## Task to complete
Repeat, exactly and alone, every line from the line that contains "[BATCH JOB 4417] Class: herb sprig" to the end of the entries.

## Exercise input
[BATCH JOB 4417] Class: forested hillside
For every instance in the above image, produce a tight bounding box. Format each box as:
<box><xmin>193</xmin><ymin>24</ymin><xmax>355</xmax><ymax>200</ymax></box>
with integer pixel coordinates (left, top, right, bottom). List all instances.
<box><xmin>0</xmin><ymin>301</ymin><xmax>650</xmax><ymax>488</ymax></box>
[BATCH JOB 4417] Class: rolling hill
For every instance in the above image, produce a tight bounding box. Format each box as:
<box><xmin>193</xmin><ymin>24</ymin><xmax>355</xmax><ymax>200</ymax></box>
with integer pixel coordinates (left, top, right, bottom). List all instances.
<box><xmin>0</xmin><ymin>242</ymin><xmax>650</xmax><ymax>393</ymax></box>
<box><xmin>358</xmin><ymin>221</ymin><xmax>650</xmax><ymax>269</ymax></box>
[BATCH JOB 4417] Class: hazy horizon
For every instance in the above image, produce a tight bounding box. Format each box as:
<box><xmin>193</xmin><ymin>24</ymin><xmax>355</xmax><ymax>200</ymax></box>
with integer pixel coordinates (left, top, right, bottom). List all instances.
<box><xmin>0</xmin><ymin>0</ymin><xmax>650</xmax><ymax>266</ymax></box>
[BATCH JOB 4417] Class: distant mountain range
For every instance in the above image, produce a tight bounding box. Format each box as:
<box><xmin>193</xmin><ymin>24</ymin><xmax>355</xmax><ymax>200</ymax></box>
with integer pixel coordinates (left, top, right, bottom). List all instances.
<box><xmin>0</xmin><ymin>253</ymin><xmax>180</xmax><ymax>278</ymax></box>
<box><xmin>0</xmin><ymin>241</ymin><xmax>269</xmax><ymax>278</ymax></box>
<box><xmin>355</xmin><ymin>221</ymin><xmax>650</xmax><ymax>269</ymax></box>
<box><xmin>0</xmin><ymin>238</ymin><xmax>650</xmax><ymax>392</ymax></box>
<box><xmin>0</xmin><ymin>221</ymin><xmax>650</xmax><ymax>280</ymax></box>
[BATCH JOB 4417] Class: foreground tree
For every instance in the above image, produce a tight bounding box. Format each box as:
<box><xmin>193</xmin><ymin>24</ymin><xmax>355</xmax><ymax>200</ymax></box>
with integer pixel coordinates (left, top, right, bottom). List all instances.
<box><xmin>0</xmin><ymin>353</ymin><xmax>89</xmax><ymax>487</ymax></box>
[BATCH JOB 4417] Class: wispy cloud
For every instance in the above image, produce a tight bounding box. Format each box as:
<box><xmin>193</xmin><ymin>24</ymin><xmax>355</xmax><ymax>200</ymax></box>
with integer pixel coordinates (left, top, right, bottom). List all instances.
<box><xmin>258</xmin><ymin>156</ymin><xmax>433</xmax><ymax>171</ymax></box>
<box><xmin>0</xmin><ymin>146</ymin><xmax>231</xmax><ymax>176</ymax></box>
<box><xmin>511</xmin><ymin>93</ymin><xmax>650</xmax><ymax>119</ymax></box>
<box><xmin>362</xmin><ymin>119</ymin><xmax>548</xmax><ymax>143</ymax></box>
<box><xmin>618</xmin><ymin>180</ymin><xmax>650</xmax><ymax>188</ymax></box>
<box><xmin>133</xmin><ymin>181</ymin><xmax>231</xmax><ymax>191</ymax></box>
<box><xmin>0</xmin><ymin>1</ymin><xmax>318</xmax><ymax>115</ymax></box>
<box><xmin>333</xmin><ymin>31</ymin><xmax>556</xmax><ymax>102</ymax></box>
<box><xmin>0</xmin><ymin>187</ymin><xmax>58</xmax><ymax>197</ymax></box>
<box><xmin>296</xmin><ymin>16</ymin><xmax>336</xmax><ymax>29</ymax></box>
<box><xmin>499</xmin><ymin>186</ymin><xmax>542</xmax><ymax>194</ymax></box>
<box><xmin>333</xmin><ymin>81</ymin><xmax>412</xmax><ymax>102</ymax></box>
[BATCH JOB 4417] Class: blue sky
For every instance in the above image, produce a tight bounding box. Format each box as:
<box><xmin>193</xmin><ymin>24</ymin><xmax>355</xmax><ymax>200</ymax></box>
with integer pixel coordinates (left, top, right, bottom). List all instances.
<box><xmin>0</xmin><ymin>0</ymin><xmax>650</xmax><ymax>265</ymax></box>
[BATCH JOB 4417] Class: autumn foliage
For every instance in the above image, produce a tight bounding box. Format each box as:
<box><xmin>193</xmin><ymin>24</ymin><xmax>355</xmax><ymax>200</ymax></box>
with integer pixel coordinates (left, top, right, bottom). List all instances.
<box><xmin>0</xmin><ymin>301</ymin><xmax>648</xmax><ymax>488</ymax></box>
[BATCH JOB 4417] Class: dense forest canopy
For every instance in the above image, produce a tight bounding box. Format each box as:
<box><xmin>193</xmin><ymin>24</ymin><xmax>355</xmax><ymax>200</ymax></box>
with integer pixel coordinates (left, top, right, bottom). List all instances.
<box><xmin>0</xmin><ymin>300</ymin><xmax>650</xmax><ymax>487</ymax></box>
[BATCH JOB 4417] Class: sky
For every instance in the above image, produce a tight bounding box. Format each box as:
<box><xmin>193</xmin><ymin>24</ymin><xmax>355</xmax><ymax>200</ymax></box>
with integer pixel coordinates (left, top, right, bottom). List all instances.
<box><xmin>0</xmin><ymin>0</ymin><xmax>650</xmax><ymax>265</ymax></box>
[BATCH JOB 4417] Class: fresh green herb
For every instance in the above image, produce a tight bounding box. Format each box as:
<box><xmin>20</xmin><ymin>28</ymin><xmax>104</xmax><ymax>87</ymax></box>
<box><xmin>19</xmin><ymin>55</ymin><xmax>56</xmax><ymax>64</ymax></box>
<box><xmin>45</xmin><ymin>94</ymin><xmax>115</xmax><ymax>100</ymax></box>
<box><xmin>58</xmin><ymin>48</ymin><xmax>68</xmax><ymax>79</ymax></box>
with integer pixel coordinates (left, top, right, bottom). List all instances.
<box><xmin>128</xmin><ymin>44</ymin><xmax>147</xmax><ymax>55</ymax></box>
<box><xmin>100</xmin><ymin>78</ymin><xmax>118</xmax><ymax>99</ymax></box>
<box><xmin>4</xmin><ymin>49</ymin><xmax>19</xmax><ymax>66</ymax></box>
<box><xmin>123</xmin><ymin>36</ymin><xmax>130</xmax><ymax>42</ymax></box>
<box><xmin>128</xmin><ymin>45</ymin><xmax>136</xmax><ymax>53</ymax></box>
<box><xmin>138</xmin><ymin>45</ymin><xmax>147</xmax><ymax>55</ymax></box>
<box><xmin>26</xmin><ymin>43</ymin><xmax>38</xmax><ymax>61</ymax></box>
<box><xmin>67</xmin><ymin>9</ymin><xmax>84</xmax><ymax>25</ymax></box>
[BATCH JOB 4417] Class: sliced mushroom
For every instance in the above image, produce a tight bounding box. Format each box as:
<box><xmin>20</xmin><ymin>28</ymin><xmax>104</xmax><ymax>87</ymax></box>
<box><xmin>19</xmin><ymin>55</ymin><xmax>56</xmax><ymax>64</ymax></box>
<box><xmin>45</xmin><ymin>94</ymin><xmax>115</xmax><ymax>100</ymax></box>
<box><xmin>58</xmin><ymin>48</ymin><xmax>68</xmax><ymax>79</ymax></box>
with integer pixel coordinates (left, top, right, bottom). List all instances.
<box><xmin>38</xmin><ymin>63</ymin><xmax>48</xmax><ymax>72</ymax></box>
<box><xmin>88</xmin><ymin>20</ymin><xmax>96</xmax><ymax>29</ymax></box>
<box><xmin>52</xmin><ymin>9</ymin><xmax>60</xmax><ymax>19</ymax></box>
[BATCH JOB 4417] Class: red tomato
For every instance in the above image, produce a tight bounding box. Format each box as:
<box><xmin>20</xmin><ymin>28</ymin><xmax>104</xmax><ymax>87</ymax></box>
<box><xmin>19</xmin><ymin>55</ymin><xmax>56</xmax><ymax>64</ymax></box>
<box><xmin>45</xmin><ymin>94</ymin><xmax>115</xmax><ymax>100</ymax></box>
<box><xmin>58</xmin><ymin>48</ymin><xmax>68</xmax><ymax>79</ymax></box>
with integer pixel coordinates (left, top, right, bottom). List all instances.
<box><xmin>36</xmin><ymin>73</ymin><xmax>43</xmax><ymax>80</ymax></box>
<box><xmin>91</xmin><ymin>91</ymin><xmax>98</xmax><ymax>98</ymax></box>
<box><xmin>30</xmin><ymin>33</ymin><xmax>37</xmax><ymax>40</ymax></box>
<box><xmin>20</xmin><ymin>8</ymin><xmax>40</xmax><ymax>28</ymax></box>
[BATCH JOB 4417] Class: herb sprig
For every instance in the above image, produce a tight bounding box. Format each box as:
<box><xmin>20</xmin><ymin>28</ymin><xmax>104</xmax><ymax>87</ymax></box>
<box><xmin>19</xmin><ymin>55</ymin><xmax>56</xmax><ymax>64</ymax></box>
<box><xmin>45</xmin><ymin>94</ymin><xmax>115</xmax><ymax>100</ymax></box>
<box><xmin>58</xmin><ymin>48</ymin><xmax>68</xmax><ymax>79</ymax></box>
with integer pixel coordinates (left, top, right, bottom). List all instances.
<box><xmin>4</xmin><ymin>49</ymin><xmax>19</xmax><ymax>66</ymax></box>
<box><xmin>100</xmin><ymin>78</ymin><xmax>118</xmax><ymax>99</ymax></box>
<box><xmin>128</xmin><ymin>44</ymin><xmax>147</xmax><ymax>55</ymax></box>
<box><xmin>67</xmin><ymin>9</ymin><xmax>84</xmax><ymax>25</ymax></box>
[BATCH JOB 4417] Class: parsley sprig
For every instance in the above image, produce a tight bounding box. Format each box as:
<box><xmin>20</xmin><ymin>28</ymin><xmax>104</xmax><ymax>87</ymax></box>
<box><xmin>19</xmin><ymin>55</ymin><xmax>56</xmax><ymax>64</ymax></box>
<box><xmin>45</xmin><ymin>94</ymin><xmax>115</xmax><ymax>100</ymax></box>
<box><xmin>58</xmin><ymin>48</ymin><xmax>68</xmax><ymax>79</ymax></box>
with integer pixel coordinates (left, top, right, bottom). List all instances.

## Finished task
[BATCH JOB 4417] Class: herb sprig
For every instance in the above image, produce a tight bounding box. Format each box as:
<box><xmin>20</xmin><ymin>28</ymin><xmax>104</xmax><ymax>87</ymax></box>
<box><xmin>19</xmin><ymin>55</ymin><xmax>56</xmax><ymax>64</ymax></box>
<box><xmin>45</xmin><ymin>94</ymin><xmax>115</xmax><ymax>100</ymax></box>
<box><xmin>58</xmin><ymin>48</ymin><xmax>68</xmax><ymax>79</ymax></box>
with integer pixel coordinates (left, top, right, bottom). List all instances.
<box><xmin>4</xmin><ymin>49</ymin><xmax>19</xmax><ymax>66</ymax></box>
<box><xmin>100</xmin><ymin>78</ymin><xmax>118</xmax><ymax>99</ymax></box>
<box><xmin>128</xmin><ymin>44</ymin><xmax>147</xmax><ymax>55</ymax></box>
<box><xmin>67</xmin><ymin>9</ymin><xmax>84</xmax><ymax>25</ymax></box>
[BATCH JOB 4417] Class: parsley sprig
For every instance in the above image, produce a tight bounding box. Format each box as:
<box><xmin>20</xmin><ymin>28</ymin><xmax>104</xmax><ymax>87</ymax></box>
<box><xmin>19</xmin><ymin>55</ymin><xmax>56</xmax><ymax>64</ymax></box>
<box><xmin>45</xmin><ymin>94</ymin><xmax>115</xmax><ymax>100</ymax></box>
<box><xmin>58</xmin><ymin>48</ymin><xmax>68</xmax><ymax>79</ymax></box>
with integer pixel coordinates (left, top, right, bottom). List all instances.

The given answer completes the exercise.